● Kutipan Teks:
☆ ☆ ☆ ☆ ☆

Tentu definisi yang Penulis gunakan di paragraf pembuka adalah versi dangkal yang sangat disederhanakan. Ada banyak definisi yang lebih bisa dipercaya, contohnya adalah versi Merriam-Webster berikut ini:

Kelas sosial yang menempati posisi antara kelas atas dan kelas bawah dan sebagian besar terdiri dari para pebisnis dan profesional, pejabat pemerintah, petani, dan pekerja terampil

Kalau di Indonesia, kelas menengah diklasifikasikan masyarakat yang memiliki upah antara Rp2,04 juta hingga Rp9,9 juta per bulannya. Bisa dilihat, range untuk masuk kelas ini cukup luas sehingga sebenarnya tak bisa disamaratakan. Dua juta ke 10 juta itu jaraknya 8 juta, loh.

Di tahun 2024 ini, ada sekitar 43,85 juta masyarakat yang masuk ke dalam kategori kelas menengah. Jika jumlah penduduk Indonesia dibulatkan menjadi 250 juta jiwa, maka kelas menengah di Indonesia mencapai sekitar 17%.

Jumlah tersebut terjadi karena adanya penurunan kelas menengah yang cukup tinggi. Dalam lima tahun terakhir, setidaknya ada 9,5 juta kelas menengah yang harus turun kelas ke “calon kelas menengah” atau bahkan masuk “kelas rentan miskin.”

Sebagai perbandingan, jumlah masyarakat “calon kelas menengah” di Indonesia saat ini mencapai 137,5 juta atau lebih dari setengah penduduk Indonesia. Angka ini berpotensi akan bertambah karena ada prediksi bahwa sebanyak 2% masyarakat kelas menengah akan turun kelas pada tahun 2025 mendatang.

Mengapa Kelas Menengah di Indonesia Semakin Menurun?

Grafik Penurunan Kelas Menengah (Bisnis.com)

Salah satu bukti penurunan jumlah kelas menengah ini bisa dilihat melalui penurunan transaksi menggunakan QRIS dalam periode Juni hingga Agustus 2024. Memang ini hanya satu parameter kecil saja, tapi cukup mencerminkan penurunan daya beli masyarakat pada umumnya, mengingat pengguna QRIS kebanyakan dari kelas menengah.

☆ ☆ ☆ ☆ ☆

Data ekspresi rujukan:
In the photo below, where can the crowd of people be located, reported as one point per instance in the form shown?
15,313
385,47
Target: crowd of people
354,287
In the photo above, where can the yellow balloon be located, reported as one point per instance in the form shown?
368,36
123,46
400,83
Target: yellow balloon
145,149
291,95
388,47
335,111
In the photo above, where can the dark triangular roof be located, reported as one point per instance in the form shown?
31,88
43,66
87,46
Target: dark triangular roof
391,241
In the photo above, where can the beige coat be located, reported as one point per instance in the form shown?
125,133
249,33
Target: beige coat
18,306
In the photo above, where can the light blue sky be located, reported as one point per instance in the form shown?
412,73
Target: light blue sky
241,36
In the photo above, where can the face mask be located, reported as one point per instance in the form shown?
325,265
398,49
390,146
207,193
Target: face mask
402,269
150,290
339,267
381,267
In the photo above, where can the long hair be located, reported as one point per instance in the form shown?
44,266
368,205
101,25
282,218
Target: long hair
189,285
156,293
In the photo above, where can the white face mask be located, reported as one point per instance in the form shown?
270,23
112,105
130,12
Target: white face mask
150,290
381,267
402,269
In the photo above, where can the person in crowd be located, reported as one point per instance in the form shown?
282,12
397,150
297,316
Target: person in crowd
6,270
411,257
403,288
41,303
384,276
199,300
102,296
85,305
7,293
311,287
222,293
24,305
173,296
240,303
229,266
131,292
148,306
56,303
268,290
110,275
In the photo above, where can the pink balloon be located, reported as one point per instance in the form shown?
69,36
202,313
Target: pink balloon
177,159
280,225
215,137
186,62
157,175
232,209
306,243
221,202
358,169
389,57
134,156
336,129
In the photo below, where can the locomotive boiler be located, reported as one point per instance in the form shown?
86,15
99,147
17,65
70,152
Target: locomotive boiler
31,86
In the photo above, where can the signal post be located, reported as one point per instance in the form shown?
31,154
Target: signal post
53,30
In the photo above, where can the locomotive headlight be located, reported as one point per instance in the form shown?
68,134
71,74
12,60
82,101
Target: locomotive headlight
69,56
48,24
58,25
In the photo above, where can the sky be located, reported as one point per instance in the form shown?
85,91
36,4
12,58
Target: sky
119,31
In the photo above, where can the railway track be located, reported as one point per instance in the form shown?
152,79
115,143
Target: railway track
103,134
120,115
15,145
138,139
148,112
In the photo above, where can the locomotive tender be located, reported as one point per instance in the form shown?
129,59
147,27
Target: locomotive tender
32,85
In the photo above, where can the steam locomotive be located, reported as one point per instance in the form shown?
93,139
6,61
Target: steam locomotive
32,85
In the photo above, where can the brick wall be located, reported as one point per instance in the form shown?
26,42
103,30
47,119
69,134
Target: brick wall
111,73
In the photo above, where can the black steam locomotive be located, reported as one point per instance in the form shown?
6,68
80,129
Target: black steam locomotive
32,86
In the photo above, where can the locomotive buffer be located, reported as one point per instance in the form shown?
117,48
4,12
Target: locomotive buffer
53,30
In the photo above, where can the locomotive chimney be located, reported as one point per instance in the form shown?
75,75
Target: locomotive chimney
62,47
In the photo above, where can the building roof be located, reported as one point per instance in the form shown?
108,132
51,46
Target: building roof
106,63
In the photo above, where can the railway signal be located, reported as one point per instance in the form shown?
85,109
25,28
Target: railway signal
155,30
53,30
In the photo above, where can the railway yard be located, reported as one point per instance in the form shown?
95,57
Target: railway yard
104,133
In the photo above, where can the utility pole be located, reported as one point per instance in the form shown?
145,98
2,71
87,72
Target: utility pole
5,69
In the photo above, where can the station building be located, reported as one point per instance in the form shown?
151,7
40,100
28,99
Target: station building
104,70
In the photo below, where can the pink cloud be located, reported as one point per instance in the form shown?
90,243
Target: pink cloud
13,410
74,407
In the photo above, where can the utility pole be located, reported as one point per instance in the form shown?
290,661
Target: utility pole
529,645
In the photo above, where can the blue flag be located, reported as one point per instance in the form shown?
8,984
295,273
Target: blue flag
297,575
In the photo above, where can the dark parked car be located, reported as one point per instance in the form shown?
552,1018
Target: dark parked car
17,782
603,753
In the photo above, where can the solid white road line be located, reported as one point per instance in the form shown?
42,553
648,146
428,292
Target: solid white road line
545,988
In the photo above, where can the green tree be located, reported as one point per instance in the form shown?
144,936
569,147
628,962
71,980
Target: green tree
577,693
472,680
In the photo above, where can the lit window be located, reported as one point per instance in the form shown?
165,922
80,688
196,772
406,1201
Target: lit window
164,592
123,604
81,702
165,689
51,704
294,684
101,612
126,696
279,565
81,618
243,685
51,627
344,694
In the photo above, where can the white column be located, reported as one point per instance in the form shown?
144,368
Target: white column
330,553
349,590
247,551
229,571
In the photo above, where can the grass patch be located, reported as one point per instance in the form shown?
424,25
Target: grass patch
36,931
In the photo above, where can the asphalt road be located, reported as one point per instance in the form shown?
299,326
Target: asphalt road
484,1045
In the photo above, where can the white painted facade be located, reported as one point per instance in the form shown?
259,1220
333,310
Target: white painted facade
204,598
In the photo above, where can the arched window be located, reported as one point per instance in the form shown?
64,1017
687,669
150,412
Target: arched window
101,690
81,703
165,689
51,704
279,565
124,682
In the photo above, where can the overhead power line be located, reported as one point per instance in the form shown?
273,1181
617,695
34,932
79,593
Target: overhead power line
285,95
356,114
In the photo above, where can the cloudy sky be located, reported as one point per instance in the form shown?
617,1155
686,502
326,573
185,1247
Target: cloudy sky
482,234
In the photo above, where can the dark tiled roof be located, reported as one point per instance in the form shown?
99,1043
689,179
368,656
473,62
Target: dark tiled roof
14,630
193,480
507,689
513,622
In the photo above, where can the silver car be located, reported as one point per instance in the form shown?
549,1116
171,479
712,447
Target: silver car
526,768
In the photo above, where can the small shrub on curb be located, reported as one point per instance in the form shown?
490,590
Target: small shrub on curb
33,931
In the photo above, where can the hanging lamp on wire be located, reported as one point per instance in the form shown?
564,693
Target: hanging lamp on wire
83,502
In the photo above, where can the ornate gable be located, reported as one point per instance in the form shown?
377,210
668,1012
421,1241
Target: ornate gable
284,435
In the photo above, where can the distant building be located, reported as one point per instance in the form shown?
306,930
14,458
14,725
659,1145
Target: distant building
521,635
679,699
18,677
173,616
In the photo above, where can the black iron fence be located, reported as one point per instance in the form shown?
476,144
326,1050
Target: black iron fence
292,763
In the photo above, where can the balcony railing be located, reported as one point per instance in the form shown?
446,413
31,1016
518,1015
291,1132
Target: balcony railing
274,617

☆ ☆ ☆ ☆ ☆

● Petunjuk Latihan: Lanjutkan teks tentang menurunnya kelas menengah di Indonesia, mulai setelah kalimat terakhirnya.

● Lembar Jawaban:
Jumlah gaji yang cukup ngepres alias pas-pasan tidak sebanding dengan kenaikan kebutuhan hidup yang terus bertambah. Kita tidak sedang membicarakan gaya hidup masyarakat hedon, ini sekadar untuk memenuhi kebutuhan sehari-hari.

Mari kita gunakan data. Berdasarkan data dari BPS pada tahun 2022, rata-rata biaya standar rumah tangga di Jakarta mencapai Rp14,8 juta. Tahu berapa Upah Minimum Regional (UMR) di (calon mantan) ibukota? Rp4,6 juta saja. Jika suami-istri punya gaji UMR pun belum cukup untuk hidup ideal di Jakarta.

Dengan contoh tersebut, tak heran banyak masyarakat yang jadi menggantungkan hidupnya dengan pinjaman online maupun PayLater. Belum lagi diperparah adanya kegemaran untuk mengundi nasib lewat judi online, dengan harapan bisa mendapatkan cuan tambahan.

Mungkin ada pembelaan karena dalam lima tahun terakhir kita bergulat dengan pandemi Covid-19. Namun, rasanya bukan itu saja penyebabnya. Kebijakan-kebijakan yang dibuat oleh pemerintah juga memiliki andil atas makin terhimpitnya kelas menengah.

Kebijakan Pemerintah yang Makin Menekan Kelas Menengah

Kebijakan Pemerintah yang Menekan Perlu Mendapatkan Sorotan (Bareksa)

Salah satu wacana paling konyol yang menekan kelas menengah adalah penerapan subsidi KRL berdasarkan Nomor Induk Kependudukan (NIK). Artinya, masyarakat yang dianggap kurang miskin tidak akan boleh menikmati fasilitas subsidi ketika naik transportasi umum.

Di sisi lain, orang-orang kaya yang ingin membeli mobil listrik justru mendapatkan subsidi. Mana ada orang kelas menengah (apalagi masyarakat miskin) kepikiran untuk membeli mobil listrik? Padahal, terjangkaunya fasilitas transportasi umum menjadi kunci untuk mengurai kemacetan sekaligus mengurangi polusi udara.

Sudah transportasi umumnya mau dicabut subsidinya, mau naik kendaraan pribadi pun semakin dipersulit karena tidak boleh membeli Pertalite atau Solar. Agar lebih tepat sasaran, pemerintah, seolah kelas menengah dianggap selalu mampu membeli bahan bakar yang lebih mahal.

Gaji kelas menengah yang pas-pasan tadi semakin terasa sedikit karena adanya wacana iuran tambahan dana pensiun. Padahal, selama ini potongan gaji kita sudah diambil untuk Jaminan Hari Tua (JHT) msupun BPJS Ketenagakerjaan dan Kesehatan.

Jangan lupakan kalau Pajak Pertambahan Negara (PPN) akan bertambah menjadi 12% mulai bulan Januari 2025 dengan alasan “masyarakat menyetujui keberlanjutan.” Padahal, PPN baru naik pada tahun 2022 lalu dari 10% menjadi 11% yang sudah cukup memberatkan.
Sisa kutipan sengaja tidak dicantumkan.